### Given data
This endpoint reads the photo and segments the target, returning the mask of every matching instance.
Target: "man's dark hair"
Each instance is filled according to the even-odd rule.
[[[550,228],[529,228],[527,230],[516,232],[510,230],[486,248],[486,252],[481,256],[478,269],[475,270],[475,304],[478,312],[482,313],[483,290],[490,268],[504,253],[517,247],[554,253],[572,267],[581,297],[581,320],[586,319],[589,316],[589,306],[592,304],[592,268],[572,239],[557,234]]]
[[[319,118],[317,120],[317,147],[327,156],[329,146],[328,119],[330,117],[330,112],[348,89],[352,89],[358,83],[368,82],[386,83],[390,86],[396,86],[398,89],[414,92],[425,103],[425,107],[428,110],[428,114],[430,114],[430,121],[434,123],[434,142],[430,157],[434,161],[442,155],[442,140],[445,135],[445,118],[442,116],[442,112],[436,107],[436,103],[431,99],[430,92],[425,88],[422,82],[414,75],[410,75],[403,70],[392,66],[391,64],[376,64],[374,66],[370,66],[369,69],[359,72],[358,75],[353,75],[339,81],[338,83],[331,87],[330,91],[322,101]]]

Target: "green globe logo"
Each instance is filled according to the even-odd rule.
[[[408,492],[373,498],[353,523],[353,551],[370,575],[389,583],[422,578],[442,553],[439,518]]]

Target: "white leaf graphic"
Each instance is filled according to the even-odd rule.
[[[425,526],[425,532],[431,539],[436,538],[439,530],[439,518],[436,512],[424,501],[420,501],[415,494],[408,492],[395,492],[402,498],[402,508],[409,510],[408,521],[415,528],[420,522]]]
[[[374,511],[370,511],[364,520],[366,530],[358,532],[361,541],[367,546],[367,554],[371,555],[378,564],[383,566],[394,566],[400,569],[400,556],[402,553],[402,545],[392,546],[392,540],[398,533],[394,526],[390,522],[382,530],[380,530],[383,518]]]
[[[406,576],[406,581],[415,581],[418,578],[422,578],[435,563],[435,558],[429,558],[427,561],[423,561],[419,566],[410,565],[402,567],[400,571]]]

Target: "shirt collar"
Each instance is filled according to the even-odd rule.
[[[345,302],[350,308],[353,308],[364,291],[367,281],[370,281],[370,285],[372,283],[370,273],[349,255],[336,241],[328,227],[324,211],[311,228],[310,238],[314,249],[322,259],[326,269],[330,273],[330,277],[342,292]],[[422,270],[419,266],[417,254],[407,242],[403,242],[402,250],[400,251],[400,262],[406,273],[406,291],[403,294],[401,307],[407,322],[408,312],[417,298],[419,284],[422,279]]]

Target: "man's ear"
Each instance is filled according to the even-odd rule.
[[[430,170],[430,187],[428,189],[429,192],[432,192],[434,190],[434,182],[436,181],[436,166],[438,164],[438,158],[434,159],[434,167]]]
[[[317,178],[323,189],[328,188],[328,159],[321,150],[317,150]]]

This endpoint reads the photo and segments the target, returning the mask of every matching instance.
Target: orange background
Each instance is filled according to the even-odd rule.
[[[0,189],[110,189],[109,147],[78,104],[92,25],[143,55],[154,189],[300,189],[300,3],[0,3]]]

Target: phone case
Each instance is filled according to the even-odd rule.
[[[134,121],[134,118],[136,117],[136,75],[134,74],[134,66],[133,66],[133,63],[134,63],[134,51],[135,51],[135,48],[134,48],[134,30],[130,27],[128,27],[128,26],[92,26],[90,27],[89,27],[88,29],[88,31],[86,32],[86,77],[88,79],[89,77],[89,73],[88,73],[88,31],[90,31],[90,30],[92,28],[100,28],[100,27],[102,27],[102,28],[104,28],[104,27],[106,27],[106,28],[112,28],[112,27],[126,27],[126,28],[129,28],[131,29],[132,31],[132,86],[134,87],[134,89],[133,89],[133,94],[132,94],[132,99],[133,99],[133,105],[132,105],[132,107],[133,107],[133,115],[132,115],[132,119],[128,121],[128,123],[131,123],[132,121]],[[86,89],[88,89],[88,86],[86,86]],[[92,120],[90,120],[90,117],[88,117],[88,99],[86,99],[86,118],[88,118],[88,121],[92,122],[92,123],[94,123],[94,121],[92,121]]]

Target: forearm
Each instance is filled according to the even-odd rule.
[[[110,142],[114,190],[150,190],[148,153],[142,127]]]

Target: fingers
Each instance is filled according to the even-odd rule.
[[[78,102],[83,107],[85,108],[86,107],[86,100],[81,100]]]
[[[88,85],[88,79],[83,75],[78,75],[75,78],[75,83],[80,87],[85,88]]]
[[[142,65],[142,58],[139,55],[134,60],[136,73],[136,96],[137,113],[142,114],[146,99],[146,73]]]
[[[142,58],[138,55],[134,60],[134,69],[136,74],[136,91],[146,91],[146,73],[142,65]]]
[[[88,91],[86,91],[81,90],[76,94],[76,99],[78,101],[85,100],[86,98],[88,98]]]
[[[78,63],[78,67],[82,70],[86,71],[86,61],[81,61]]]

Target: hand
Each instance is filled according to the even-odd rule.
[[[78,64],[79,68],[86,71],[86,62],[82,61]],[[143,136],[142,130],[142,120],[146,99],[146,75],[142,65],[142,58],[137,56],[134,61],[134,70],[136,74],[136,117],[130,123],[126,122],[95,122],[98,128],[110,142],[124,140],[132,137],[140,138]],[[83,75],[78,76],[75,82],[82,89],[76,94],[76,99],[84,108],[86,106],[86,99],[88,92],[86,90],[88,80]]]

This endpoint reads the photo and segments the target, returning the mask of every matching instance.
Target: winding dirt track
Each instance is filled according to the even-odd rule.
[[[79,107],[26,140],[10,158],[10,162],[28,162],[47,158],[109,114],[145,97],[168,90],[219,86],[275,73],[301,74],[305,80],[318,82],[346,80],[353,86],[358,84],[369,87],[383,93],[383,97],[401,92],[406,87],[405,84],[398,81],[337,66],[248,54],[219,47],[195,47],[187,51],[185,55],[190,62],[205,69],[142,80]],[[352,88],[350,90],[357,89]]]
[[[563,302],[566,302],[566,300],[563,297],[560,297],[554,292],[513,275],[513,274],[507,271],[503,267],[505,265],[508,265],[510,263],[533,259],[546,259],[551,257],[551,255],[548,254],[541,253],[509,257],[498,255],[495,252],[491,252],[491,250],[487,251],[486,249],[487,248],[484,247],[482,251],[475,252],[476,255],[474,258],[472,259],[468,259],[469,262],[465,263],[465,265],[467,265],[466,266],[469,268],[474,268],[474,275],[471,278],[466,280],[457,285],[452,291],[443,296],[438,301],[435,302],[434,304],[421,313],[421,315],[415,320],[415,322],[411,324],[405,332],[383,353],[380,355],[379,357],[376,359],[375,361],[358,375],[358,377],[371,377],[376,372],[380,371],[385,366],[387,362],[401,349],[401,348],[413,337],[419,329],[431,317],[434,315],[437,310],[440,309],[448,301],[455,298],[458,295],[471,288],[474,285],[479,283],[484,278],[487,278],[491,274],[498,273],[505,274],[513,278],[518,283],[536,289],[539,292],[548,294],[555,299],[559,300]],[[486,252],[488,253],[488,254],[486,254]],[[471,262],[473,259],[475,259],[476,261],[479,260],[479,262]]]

### What you need to do
Reproduce the entire listing above line for line, changing no character.

### Solution for this task
This endpoint reads the photo and segments the target, returning the mask of every matching instance.
Target: "man's dark hair"
Each instance is filled according to the even-odd rule.
[[[550,228],[529,228],[527,230],[516,232],[510,230],[486,248],[486,252],[481,256],[478,269],[475,270],[475,304],[478,312],[482,313],[483,290],[490,268],[504,253],[517,247],[554,253],[572,267],[581,297],[581,320],[586,319],[589,316],[589,306],[592,304],[592,268],[572,239],[557,234]]]
[[[319,118],[317,120],[317,147],[327,156],[329,146],[328,119],[330,117],[330,112],[348,89],[352,89],[358,83],[368,82],[386,83],[390,86],[396,86],[398,89],[414,92],[425,103],[425,107],[428,110],[428,114],[430,114],[430,121],[434,123],[434,142],[430,157],[434,161],[442,155],[442,140],[445,135],[445,118],[442,116],[442,112],[436,107],[436,103],[431,99],[430,92],[425,88],[422,82],[414,75],[410,75],[403,70],[392,66],[391,64],[376,64],[374,66],[370,66],[369,69],[359,72],[358,75],[353,75],[339,81],[338,83],[331,87],[330,91],[322,101]]]

Target: "green globe logo"
Each instance is filled according to the even-odd rule.
[[[408,492],[373,498],[353,523],[353,551],[370,575],[389,583],[422,578],[442,553],[439,518]]]

Target: "white leaf graphic"
Each instance is filled according to the even-odd rule.
[[[425,526],[425,532],[431,539],[436,538],[439,530],[439,518],[436,512],[424,501],[420,501],[415,494],[408,492],[395,492],[402,498],[402,508],[409,510],[408,521],[415,528],[420,522]]]
[[[374,511],[370,511],[364,520],[366,530],[358,532],[361,541],[367,546],[367,554],[371,555],[378,564],[383,566],[394,566],[400,569],[400,556],[402,553],[402,545],[392,546],[392,540],[398,533],[394,526],[390,522],[382,530],[380,530],[383,518]]]
[[[406,576],[406,581],[415,581],[418,578],[422,578],[435,563],[435,558],[429,558],[427,561],[423,561],[419,566],[410,565],[402,567],[400,571]]]

Target: "shirt collar"
Each instance is filled according to the even-odd rule.
[[[345,302],[350,308],[353,308],[364,291],[367,281],[370,281],[370,285],[372,283],[370,273],[349,255],[336,241],[328,227],[324,211],[311,228],[310,238],[314,249],[322,259],[326,269],[330,273],[330,277],[342,292]],[[422,270],[419,266],[417,254],[407,242],[403,242],[402,250],[400,251],[400,262],[406,273],[406,291],[403,294],[401,307],[407,322],[408,312],[417,298],[419,284],[422,279]]]

Target: "man's ear"
Each instance is filled according to the even-odd rule.
[[[430,170],[430,187],[428,189],[429,192],[432,192],[434,190],[434,182],[436,181],[436,166],[438,164],[438,158],[434,159],[434,167]]]
[[[317,178],[323,189],[328,188],[328,159],[321,150],[317,150]]]

This endpoint reads the photo and segments the target, returning the mask of every matching instance.
Target: orange background
Each instance is filled according to the even-odd rule.
[[[0,189],[110,189],[109,147],[78,104],[92,25],[143,55],[154,189],[300,189],[300,3],[0,3]]]

Target: phone case
Each instance is filled according to the even-odd rule.
[[[134,121],[134,118],[136,117],[136,75],[134,74],[134,66],[133,66],[133,63],[134,63],[134,51],[135,51],[135,48],[134,48],[134,30],[130,27],[128,27],[128,26],[92,26],[90,27],[89,27],[88,29],[88,31],[86,32],[86,77],[88,79],[89,77],[89,73],[88,73],[88,31],[90,31],[90,30],[92,28],[100,28],[100,27],[102,27],[102,28],[104,28],[104,27],[106,27],[106,28],[112,28],[112,27],[126,27],[126,28],[129,28],[131,29],[132,31],[132,86],[134,87],[134,89],[133,89],[133,94],[132,94],[132,99],[133,99],[133,105],[132,105],[132,107],[133,107],[133,115],[132,115],[132,119],[128,121],[128,123],[131,123],[132,121]],[[86,89],[88,89],[88,86],[86,86]],[[92,120],[90,120],[90,117],[88,117],[88,99],[86,99],[86,118],[88,118],[88,121],[92,122],[92,123],[94,123],[94,121],[92,121]]]

Target: forearm
Each instance is filled according to the even-odd rule.
[[[110,142],[114,190],[150,190],[148,153],[142,127]]]

Target: fingers
Each instance is filled according to the even-odd rule.
[[[78,102],[83,107],[85,108],[86,107],[86,100],[81,100]]]
[[[88,85],[88,79],[83,75],[78,75],[75,78],[75,83],[80,87],[85,88]]]
[[[142,65],[142,58],[139,55],[134,60],[136,73],[136,96],[137,113],[142,114],[146,99],[146,73]]]
[[[142,58],[138,55],[134,60],[134,69],[136,74],[136,91],[146,91],[146,73],[142,65]]]
[[[88,91],[86,91],[81,90],[76,94],[76,99],[78,101],[85,100],[86,98],[88,98]]]
[[[78,63],[78,67],[82,70],[86,71],[86,61],[81,61]]]

Target: hand
Each instance is filled according to the even-odd rule.
[[[78,64],[79,68],[86,71],[86,62],[82,61]],[[143,136],[142,130],[142,120],[146,99],[146,75],[142,65],[142,58],[137,56],[134,61],[134,70],[136,74],[136,117],[130,123],[126,122],[95,122],[98,128],[110,142],[124,140],[132,137],[140,138]],[[83,75],[78,76],[75,82],[82,89],[76,94],[76,99],[84,108],[86,106],[86,99],[88,92],[86,90],[88,80]]]

This endpoint reads the photo and segments the target, returning the mask of every matching instance.
Target: winding dirt track
Each instance is filled according to the even-odd rule.
[[[79,107],[26,140],[10,158],[10,162],[28,162],[47,158],[109,114],[145,97],[168,90],[219,86],[275,73],[301,74],[305,80],[318,82],[346,80],[353,86],[358,84],[369,87],[383,93],[383,97],[401,92],[406,87],[405,84],[398,81],[337,66],[248,54],[219,47],[195,47],[187,51],[185,55],[190,62],[205,69],[142,80]],[[352,88],[350,90],[357,89]]]
[[[563,302],[566,302],[566,300],[563,297],[560,297],[554,292],[513,275],[513,274],[507,271],[503,267],[505,265],[508,265],[510,263],[533,259],[546,259],[551,257],[551,255],[548,254],[541,253],[509,257],[498,255],[495,252],[491,252],[491,250],[487,251],[486,249],[487,248],[484,247],[482,251],[475,252],[476,255],[474,258],[472,259],[468,259],[469,262],[465,263],[465,265],[467,265],[466,266],[469,268],[474,268],[474,275],[471,278],[466,280],[457,285],[452,291],[443,296],[438,301],[435,302],[434,304],[421,313],[421,315],[415,320],[415,322],[411,324],[405,332],[383,353],[380,355],[379,357],[376,359],[375,361],[358,375],[358,377],[371,377],[376,372],[380,371],[385,366],[387,362],[401,349],[401,348],[413,337],[419,329],[431,317],[434,315],[437,310],[440,309],[448,301],[455,298],[458,295],[471,288],[474,285],[479,283],[484,278],[487,278],[491,274],[498,273],[505,274],[513,278],[518,283],[536,289],[539,292],[548,294],[555,299],[559,300]],[[486,252],[488,253],[488,254],[486,254]],[[471,262],[473,259],[475,259],[476,261],[479,260],[479,262]]]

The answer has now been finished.